Stored entries:
▬▬▬▬▬▬

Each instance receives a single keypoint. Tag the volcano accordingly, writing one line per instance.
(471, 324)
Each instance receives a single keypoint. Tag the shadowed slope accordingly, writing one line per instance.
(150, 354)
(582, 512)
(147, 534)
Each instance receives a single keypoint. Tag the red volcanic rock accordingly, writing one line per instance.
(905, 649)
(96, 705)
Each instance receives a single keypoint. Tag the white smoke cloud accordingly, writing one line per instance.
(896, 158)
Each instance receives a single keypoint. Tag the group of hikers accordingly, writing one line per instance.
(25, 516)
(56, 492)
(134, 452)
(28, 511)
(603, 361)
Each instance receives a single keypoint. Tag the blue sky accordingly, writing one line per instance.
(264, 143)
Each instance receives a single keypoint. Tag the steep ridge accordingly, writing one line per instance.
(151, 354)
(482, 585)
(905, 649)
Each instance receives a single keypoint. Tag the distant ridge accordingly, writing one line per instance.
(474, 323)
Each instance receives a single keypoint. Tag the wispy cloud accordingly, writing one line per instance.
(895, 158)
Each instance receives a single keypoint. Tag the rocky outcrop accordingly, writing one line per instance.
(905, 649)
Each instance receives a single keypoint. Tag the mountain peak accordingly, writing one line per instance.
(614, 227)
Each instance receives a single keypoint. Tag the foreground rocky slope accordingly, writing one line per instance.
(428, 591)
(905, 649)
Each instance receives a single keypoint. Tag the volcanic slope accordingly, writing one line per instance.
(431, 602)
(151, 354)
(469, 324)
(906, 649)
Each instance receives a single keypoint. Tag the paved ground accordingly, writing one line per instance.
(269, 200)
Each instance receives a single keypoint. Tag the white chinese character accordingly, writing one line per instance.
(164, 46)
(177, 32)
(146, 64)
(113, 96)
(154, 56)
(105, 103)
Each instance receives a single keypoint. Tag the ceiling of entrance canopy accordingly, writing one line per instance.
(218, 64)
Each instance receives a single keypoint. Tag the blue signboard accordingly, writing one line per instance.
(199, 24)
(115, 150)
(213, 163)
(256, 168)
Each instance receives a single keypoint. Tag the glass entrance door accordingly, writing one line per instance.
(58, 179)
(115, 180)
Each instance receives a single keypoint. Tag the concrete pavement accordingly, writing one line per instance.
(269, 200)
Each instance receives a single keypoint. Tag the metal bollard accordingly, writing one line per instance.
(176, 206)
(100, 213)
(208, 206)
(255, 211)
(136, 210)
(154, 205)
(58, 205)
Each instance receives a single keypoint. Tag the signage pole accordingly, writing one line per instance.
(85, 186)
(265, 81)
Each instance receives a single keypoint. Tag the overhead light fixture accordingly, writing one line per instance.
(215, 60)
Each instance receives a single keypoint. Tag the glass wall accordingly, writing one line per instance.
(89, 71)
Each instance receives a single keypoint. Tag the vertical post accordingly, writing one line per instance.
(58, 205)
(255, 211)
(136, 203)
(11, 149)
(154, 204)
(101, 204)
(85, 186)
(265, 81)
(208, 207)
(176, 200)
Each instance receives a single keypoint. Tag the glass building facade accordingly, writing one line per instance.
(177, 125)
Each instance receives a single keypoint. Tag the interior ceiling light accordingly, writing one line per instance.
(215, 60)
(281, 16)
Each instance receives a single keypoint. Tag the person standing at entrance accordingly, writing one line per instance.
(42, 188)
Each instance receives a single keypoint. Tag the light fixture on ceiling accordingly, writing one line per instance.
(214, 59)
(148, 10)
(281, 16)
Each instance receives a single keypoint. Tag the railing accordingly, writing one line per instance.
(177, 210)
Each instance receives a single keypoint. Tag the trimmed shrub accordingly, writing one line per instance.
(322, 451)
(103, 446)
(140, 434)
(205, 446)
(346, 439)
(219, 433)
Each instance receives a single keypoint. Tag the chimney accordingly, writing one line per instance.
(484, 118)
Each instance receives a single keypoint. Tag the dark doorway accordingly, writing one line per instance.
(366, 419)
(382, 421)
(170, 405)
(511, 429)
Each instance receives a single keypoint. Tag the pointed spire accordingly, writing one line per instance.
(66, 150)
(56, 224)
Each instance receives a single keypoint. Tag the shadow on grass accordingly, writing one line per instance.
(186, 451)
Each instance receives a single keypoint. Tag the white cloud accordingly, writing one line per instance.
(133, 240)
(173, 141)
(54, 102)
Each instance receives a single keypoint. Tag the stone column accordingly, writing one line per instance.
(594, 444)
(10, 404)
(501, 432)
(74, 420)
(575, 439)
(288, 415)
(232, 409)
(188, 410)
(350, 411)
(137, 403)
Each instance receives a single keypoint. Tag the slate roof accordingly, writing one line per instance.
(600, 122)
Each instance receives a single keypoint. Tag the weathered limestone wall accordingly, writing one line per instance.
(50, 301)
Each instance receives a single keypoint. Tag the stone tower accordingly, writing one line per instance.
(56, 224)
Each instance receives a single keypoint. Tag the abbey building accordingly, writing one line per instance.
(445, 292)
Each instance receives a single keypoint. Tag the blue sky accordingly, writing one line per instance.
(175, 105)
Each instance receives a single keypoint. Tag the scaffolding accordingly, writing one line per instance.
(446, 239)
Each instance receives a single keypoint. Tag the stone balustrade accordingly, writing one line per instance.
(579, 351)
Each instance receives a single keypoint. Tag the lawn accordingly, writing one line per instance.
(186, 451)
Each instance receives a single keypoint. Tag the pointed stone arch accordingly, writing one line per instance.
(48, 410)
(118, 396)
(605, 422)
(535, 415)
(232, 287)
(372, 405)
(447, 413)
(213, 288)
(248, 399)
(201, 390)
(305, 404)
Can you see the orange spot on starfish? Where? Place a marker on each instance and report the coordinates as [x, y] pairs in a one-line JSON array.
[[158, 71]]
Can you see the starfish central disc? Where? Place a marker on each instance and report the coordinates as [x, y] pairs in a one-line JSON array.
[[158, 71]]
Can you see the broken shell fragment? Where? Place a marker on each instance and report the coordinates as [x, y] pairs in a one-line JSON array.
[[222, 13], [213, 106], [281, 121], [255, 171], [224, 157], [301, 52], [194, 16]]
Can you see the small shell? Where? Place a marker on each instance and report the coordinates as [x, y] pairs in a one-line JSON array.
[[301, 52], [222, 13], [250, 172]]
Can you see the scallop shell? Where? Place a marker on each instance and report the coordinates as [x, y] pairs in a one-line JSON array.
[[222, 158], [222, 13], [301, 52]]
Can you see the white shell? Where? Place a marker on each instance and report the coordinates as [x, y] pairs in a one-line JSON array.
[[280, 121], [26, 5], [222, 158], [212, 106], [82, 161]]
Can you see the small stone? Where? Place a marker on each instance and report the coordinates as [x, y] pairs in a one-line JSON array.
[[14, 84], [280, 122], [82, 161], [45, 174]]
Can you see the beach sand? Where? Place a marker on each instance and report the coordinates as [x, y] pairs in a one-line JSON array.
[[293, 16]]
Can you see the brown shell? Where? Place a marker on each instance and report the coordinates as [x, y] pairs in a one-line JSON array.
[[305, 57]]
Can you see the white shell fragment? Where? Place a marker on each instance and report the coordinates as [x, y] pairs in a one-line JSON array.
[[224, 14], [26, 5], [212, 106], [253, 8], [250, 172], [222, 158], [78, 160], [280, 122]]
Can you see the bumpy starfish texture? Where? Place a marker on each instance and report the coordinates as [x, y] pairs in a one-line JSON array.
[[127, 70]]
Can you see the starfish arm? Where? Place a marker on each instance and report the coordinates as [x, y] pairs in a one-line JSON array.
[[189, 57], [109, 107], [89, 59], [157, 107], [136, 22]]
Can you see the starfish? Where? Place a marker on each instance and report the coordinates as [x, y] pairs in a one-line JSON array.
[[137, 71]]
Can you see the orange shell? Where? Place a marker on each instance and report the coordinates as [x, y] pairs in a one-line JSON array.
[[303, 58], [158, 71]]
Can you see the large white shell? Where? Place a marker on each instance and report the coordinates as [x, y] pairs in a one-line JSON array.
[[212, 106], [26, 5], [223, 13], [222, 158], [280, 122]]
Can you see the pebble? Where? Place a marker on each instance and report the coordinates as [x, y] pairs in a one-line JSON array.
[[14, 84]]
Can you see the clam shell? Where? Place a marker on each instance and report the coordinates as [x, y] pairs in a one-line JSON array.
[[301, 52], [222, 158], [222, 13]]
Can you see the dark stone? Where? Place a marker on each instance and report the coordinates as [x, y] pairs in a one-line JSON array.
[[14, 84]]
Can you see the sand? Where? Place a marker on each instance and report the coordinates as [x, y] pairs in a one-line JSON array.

▬▬▬▬▬▬

WHAT IS ASKED:
In the records above, locate the line that contains "Can you see the starfish?". Repeat it and every line after it, exactly, and nothing else.

REPLY TO THE EXERCISE:
Can you see the starfish? Where? Place a marker on each instance and report the coordinates as [x, y] pairs in a one-line JSON array.
[[137, 71]]
Can you see the orange shell? Where? Place a marker on each instance and report the coordinates as [x, y] pairs in a one-line JSON array.
[[303, 58], [158, 71]]
Can you see the large white shell? Where? Place a marker on each instance and report the coordinates as [x, y] pairs in a one-line JSON array.
[[212, 106], [26, 5], [223, 13], [222, 158], [280, 122]]
Can you see the pebble? Where? Place a marker on each instance and report the coordinates as [x, y] pairs in a one-line JSON array.
[[14, 84]]
Can you see the clam shell? Where? Place a marker on each instance and report the coordinates as [x, y] pairs in a one-line JSON array.
[[301, 52], [222, 158], [222, 13]]
Can you see the dark stone? Where? Place a marker on each instance and report the coordinates as [x, y] pairs in a one-line JSON array.
[[14, 84]]
Can you see the sand? Where? Place a marker on each instance and report the coordinates as [x, y] pairs in a one-line JSON array.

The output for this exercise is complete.